Dataset content Start Marker
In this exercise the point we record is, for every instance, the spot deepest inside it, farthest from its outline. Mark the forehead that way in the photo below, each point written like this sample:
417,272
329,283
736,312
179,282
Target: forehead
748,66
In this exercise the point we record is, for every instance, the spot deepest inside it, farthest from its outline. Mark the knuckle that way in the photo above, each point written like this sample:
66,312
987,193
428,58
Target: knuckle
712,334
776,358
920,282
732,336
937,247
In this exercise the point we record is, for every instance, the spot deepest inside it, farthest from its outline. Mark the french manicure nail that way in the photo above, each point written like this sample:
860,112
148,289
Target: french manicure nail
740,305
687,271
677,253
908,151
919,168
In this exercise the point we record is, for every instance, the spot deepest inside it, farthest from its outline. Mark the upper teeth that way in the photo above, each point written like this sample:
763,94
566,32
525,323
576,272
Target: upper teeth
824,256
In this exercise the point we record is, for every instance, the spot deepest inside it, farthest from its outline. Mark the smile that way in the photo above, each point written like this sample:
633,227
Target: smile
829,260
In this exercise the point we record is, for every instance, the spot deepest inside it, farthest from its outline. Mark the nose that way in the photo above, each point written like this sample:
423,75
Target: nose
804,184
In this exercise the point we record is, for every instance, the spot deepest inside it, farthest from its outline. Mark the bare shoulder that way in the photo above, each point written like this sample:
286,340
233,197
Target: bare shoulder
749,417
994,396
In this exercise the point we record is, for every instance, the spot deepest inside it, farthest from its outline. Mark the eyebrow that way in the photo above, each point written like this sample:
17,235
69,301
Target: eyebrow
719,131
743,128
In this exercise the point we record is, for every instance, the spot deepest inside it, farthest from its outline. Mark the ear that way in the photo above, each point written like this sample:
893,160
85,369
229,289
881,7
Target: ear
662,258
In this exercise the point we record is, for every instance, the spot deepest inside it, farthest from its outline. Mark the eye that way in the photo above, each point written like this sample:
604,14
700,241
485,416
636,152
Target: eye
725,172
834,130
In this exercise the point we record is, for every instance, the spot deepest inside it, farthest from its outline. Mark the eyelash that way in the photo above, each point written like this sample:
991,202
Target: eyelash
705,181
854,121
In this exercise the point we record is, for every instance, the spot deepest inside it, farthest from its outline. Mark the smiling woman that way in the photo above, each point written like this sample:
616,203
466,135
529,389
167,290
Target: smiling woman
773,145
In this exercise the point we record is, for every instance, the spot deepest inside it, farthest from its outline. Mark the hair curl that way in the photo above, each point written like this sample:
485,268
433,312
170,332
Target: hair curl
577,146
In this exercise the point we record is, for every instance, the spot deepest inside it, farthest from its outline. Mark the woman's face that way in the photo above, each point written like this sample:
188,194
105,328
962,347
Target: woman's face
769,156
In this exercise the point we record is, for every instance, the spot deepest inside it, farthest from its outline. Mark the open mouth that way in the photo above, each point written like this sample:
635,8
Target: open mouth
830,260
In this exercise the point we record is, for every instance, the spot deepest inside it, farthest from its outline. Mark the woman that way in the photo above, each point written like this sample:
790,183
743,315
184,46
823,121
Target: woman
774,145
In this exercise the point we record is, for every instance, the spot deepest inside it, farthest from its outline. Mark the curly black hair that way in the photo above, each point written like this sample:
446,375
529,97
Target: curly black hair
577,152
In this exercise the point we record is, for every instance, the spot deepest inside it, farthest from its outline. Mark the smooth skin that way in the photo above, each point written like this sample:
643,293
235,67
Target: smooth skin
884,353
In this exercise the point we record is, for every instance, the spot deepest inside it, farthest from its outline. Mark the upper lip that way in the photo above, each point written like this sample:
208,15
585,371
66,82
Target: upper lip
Dataset content End Marker
Output every record verbatim.

→ Your response:
In this exercise the point we record is, for every instance, the spot deepest inside it, farthest from its outline. Mark the forehead that way in the photo below, each point written like this sample:
417,272
329,283
736,312
179,282
Target: forehead
748,66
In this exercise the point we record is, for every instance, the spot deepest inside it, farthest from its outline. Mark the knuckle that way in the photo above, each point written like this sample:
66,312
987,193
428,58
Target: knuckle
712,334
776,358
920,282
732,336
937,247
In this exercise the point we record is, for every instance, the spot deepest inside it, farthest from its outline. Mark the french manicure nail that way in the photo above, each point written like this sample:
860,112
148,289
Target: french manicure nail
740,305
687,271
677,253
908,151
919,168
In this exercise the point we record is, for every instance, the spot deepest inside it, farthest from its outline. Mark the upper teeth that way in the photo above, each point written like this sample:
763,94
566,32
525,323
576,272
Target: upper teeth
824,256
In this exercise the point we record is, for every instance, the spot deepest inside it, farthest from its outline. Mark the smile that way in the photo above, each point written like this sample:
633,227
Target: smile
829,260
In this exercise the point we record is, for every instance, the spot deepest inside it, farthest from its outline. Mark the nose that way in the photo above, each point written like this sample:
423,75
Target: nose
804,184
In this exercise the point we record is, for every instance, the spot deepest inside it, farthest from its outline. Mark the bare shoulder that way in the photo above, each point written like this sample:
286,340
233,197
Target: bare shoulder
749,417
994,396
In this exercise the point we record is, for every instance, the spot deepest inside it, farthest from its outline. Mark the eyebrow that way in the photo above, each point written like this sample:
17,235
69,301
Target: eyebrow
719,131
743,128
In this exercise the point we record is, for every instance, the spot deepest inside it, farthest from its outline. Mark the ear that way in the photo above, each point written like this sample:
893,160
85,369
229,289
881,7
Target: ear
662,258
In this exercise the point we record is, for every instance, the spot deepest inside it, farthest from its outline. Mark the eye that way in the photo above, each point written like this sample:
604,14
700,241
485,416
636,152
Target: eye
725,172
834,130
In this exercise the point we record is, for every instance, the spot deepest inside it, farthest from its outline. Mark the eyelash that way in the photo above, each point written like this sample:
991,202
Target: eyelash
705,181
854,121
In this exercise the point we record is, for every instance, the spot deepest inside it, farthest from its outline. Mark the smiling woman that way in the photo above, each point written like this sample:
616,203
466,135
529,389
167,290
Target: smiling woman
773,145
In this exercise the point we record is, for every instance, the spot deepest inside it, farthest from its outline. Mark the hair curl that way in the photo above, each point written like this sample:
485,268
433,312
170,332
Target: hair curl
577,146
In this exercise the point we record is, for every instance, the spot deepest inside it, farthest from its outline. Mark the woman's face that way in the photo above, each point written like this sample:
188,194
105,328
962,347
Target: woman's face
769,156
In this exercise the point we record is, for every instance, the spot deepest inside it, farthest from its outline. Mark the open mouth that way in the photo above, each point written like this sample:
635,8
Target: open mouth
830,260
In this exercise the point we record is, for every instance, the spot deepest inside it, farthest from its outline. Mark the woman that way in the photo above, each point written like this sample:
790,183
743,315
184,46
823,121
Target: woman
774,145
In this exercise the point we record is, for every instance, the spot deepest inside it, farthest from its outline. Mark the curly black hair that way in the photo above, each point written like this sample:
446,375
529,97
Target: curly black hair
577,152
In this exercise the point we record is, for every instance, the spot deepest inside it, farthest from its outline. Mark the smooth skin that way in the photo above, each point written like this sample:
643,293
235,67
Target: smooth skin
884,353
In this exercise the point we record is, for every instance, the spot deepest inside it, farthest from its outline. Mark the upper lip that way in the photo above, each point written like this sample:
208,15
585,371
66,82
Target: upper lip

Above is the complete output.